Written exercise - Render the material below as a Markdown table with columns Row and Line, covering only the lines from the line with "Practice step: find the blue" through the end of the material. Number each row and skip any blank lines.

Items listed in a dataset
===============
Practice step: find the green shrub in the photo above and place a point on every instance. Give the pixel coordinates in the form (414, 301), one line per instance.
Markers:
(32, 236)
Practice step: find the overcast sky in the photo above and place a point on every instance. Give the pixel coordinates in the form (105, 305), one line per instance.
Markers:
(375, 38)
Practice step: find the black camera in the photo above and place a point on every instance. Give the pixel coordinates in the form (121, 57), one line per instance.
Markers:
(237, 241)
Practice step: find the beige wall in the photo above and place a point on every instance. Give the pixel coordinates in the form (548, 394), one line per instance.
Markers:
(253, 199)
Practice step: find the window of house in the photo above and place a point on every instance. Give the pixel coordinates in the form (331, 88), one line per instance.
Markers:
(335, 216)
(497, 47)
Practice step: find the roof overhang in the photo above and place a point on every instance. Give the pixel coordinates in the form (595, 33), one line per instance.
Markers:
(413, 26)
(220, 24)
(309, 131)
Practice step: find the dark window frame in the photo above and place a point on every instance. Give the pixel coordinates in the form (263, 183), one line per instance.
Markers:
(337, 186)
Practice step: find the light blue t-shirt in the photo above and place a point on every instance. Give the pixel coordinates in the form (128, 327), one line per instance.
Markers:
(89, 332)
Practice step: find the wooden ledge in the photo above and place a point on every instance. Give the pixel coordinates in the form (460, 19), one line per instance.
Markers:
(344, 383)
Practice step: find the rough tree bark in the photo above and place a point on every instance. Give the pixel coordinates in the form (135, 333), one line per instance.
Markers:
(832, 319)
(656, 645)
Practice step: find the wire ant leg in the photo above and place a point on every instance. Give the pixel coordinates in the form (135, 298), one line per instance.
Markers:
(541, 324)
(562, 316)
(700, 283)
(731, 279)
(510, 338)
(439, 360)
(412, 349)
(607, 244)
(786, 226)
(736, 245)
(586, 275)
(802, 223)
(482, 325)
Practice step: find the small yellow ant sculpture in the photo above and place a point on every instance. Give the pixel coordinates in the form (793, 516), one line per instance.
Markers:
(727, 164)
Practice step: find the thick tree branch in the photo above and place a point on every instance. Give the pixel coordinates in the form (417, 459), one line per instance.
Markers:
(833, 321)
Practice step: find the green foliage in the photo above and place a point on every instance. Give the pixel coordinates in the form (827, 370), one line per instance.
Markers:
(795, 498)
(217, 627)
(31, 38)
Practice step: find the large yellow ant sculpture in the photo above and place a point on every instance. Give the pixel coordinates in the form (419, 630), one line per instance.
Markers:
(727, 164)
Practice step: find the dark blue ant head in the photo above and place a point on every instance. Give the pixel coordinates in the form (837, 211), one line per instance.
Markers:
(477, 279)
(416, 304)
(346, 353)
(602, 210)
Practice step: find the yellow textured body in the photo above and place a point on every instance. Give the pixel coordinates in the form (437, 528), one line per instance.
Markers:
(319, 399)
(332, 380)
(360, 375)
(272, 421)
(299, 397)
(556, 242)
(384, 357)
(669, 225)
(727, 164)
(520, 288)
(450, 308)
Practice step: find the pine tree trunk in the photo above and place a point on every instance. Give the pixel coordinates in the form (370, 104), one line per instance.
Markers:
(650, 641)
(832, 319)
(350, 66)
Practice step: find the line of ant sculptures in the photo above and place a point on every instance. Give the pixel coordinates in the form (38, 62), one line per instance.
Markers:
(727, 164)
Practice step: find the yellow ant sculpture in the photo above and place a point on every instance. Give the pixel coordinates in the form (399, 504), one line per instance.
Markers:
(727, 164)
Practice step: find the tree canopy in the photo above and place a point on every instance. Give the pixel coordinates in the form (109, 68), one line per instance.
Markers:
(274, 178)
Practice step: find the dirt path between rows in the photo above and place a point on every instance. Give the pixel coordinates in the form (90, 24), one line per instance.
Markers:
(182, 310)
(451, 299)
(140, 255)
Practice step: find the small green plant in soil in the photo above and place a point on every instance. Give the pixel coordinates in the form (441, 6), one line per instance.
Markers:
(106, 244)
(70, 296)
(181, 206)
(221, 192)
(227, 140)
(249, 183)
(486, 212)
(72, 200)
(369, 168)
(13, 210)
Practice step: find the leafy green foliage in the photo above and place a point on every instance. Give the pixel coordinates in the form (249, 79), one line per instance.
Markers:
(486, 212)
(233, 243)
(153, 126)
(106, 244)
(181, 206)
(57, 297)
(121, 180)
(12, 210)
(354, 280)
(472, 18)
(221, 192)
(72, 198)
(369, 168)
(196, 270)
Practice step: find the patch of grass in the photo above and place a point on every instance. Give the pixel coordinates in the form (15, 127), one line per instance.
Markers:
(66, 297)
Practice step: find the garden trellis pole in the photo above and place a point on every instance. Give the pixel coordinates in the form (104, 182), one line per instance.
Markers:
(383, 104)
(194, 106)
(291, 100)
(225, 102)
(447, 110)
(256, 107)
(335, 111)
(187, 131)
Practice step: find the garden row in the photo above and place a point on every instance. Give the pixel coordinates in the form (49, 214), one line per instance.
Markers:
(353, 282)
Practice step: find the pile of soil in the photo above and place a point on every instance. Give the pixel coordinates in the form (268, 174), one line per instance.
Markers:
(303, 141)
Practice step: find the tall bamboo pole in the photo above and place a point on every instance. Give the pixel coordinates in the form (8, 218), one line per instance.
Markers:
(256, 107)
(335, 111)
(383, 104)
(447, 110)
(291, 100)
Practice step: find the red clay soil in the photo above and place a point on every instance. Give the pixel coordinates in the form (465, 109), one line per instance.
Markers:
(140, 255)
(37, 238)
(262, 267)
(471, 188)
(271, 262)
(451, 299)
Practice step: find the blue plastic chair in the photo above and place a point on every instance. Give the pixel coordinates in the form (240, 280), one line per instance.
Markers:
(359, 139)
===============
Exercise answer -
| Row | Line |
|---|---|
| 1 | Practice step: find the blue plastic chair in the photo above and place a point on every instance. Give the pixel coordinates in the form (240, 280), one line per instance. |
| 2 | Markers: |
| 3 | (359, 139) |